THE PROBLEM
List every line of the material that contains the string "silver", matching case exactly.
-=-=-=-=-
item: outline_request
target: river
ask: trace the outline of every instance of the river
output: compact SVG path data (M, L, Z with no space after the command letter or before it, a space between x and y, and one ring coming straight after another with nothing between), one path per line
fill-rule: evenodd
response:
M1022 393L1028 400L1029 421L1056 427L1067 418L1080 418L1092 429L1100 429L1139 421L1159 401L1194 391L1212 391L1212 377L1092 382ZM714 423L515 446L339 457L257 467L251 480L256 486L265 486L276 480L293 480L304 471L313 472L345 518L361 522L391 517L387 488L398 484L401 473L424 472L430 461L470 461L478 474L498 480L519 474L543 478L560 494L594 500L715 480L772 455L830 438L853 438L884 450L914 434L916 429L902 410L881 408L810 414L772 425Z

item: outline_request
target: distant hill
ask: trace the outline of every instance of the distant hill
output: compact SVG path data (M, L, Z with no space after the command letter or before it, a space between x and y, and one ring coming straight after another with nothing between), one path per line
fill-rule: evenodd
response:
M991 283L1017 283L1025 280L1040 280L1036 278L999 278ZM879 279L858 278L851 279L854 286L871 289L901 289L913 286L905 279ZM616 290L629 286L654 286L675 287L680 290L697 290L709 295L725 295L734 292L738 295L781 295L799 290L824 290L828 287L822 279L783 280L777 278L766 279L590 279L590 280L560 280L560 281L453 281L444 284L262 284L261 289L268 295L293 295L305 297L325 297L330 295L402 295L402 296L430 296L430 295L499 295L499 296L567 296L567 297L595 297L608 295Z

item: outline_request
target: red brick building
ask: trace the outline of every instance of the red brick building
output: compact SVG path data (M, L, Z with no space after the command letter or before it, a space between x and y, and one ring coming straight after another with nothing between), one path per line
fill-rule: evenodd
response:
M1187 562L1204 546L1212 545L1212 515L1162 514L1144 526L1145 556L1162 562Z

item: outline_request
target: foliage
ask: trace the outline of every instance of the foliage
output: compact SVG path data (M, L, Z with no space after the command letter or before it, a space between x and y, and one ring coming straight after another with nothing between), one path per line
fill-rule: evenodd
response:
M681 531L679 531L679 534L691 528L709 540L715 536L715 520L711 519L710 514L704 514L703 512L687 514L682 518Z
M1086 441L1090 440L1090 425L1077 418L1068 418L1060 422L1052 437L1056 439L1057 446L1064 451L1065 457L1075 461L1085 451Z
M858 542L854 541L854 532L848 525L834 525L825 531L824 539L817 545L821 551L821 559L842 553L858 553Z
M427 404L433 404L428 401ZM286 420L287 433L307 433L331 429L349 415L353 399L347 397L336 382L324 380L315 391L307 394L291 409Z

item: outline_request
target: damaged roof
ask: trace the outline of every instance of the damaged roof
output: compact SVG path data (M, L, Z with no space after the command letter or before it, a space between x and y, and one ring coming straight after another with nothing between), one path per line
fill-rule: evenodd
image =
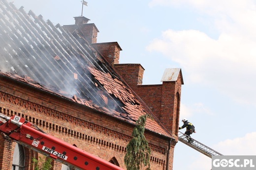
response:
M0 75L135 124L152 114L79 31L0 0ZM148 130L170 137L157 120Z

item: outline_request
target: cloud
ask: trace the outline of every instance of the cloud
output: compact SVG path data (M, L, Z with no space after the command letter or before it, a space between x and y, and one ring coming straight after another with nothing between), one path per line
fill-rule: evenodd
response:
M202 7L201 12L211 16L208 22L214 23L211 26L220 33L213 39L203 31L169 29L153 40L147 49L179 63L188 74L188 83L207 85L236 102L255 105L256 3L224 1L152 0L155 5L186 2L197 9Z
M224 155L255 155L256 141L256 132L254 132L243 137L221 142L214 147Z
M213 113L209 108L204 105L203 103L193 103L192 105L187 105L184 103L181 104L180 117L181 118L189 118L194 115L195 113L207 114L212 115Z
M245 136L221 142L213 146L210 146L224 155L255 155L256 132L252 132ZM212 159L204 155L200 155L191 165L190 170L210 170Z

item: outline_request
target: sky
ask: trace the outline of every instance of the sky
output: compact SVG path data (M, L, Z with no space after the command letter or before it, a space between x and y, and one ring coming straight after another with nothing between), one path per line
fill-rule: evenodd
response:
M8 0L54 24L74 24L81 0ZM143 85L181 68L181 119L196 140L224 155L256 155L256 1L87 0L83 15L97 42L117 42L120 63L140 63ZM185 130L181 130L185 132ZM178 142L174 170L211 169L211 159Z

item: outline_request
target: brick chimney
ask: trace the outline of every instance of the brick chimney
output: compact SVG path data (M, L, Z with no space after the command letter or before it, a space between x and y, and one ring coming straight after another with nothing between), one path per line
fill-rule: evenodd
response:
M119 63L120 51L122 49L117 42L95 43L92 44L105 57L112 66Z
M90 19L84 16L74 17L75 24L63 26L63 27L70 32L73 32L77 29L85 36L90 43L97 42L97 36L99 32L94 24L88 24Z
M115 64L114 66L132 89L142 85L145 69L140 64Z

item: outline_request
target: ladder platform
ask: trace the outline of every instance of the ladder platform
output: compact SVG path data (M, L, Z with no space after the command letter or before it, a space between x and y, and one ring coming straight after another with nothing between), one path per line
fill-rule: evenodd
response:
M179 141L211 158L212 158L212 156L223 155L191 137L190 138L192 139L192 142L190 143L189 142L187 139L189 136L182 132L179 131L178 136Z

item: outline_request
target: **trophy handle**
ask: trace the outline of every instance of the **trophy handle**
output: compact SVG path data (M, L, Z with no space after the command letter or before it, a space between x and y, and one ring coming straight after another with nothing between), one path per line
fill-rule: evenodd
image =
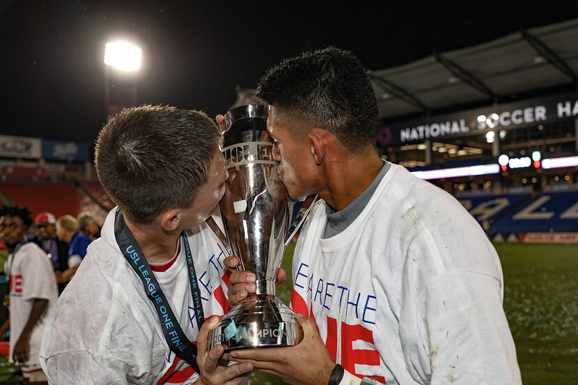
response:
M290 242L291 239L293 239L293 237L295 236L295 234L297 234L297 231L299 231L299 229L301 228L301 226L305 221L305 219L306 219L307 217L309 216L309 212L311 211L311 207L313 207L313 203L320 199L320 198L319 198L317 195L310 195L303 201L303 205L301 206L301 209L299 209L295 219L287 230L287 235L285 237L285 242L283 242L286 246L289 244L289 242Z

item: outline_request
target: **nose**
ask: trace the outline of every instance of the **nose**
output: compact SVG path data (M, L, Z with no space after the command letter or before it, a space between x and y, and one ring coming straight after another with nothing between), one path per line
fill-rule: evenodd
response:
M273 159L275 162L281 162L281 151L279 151L279 145L277 142L273 142Z

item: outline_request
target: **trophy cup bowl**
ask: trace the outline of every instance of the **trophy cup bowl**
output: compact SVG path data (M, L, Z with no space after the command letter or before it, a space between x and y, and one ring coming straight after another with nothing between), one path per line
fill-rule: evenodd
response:
M301 339L295 313L276 297L276 277L286 244L306 216L291 221L295 201L279 178L273 143L267 132L267 106L249 104L225 116L227 170L235 173L219 207L240 270L256 276L256 290L235 306L211 331L209 348L291 346Z

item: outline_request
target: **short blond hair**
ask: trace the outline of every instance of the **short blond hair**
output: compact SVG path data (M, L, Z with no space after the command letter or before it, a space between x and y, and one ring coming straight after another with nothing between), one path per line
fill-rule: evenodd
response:
M77 217L77 220L78 221L78 227L81 230L84 230L91 224L96 222L94 219L94 217L91 215L88 212L81 212Z
M56 221L56 228L63 228L70 233L78 231L78 221L72 215L63 215Z

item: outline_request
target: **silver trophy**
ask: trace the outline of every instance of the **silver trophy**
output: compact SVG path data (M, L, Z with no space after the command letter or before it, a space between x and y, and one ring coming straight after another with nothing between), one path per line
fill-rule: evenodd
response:
M303 203L292 221L295 202L279 180L273 143L267 132L267 106L249 104L228 111L223 155L229 178L219 203L229 247L241 261L240 269L256 276L249 293L212 331L210 348L225 352L290 346L300 340L295 313L275 295L276 273L287 244L308 212Z

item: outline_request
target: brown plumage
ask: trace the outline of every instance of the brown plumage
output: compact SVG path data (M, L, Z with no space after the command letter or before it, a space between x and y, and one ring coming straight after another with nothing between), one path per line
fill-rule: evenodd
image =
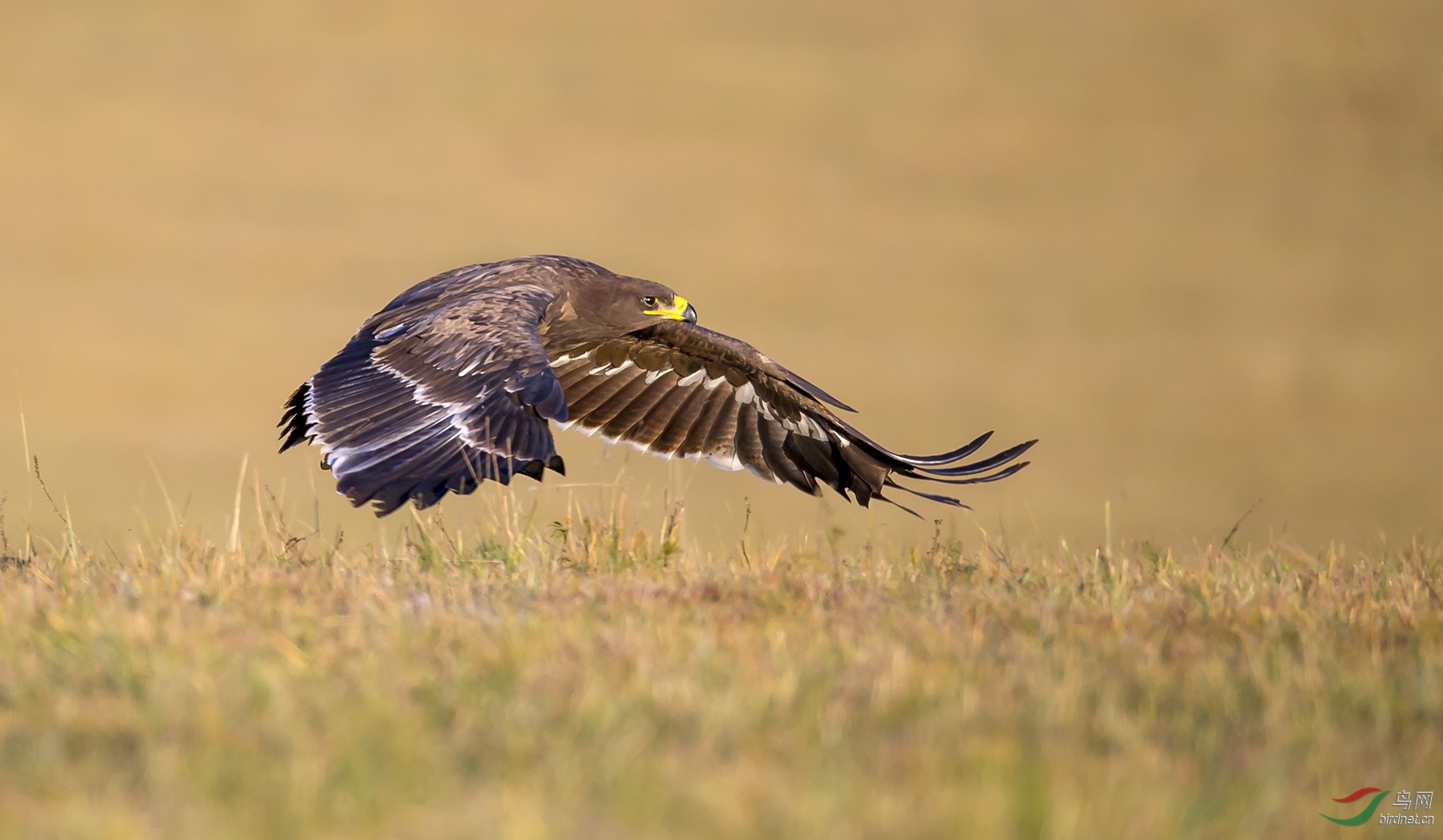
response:
M896 478L981 484L1027 466L1016 459L1035 440L961 463L990 432L942 455L889 452L833 413L850 407L696 320L671 289L569 257L446 271L367 319L291 394L281 452L319 445L336 489L377 515L564 472L550 421L863 507L890 502L889 488L965 507Z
-=-=-=-=-
RESULT
target: **silver trophy**
ask: trace the outline of every instance of the **silver trophy**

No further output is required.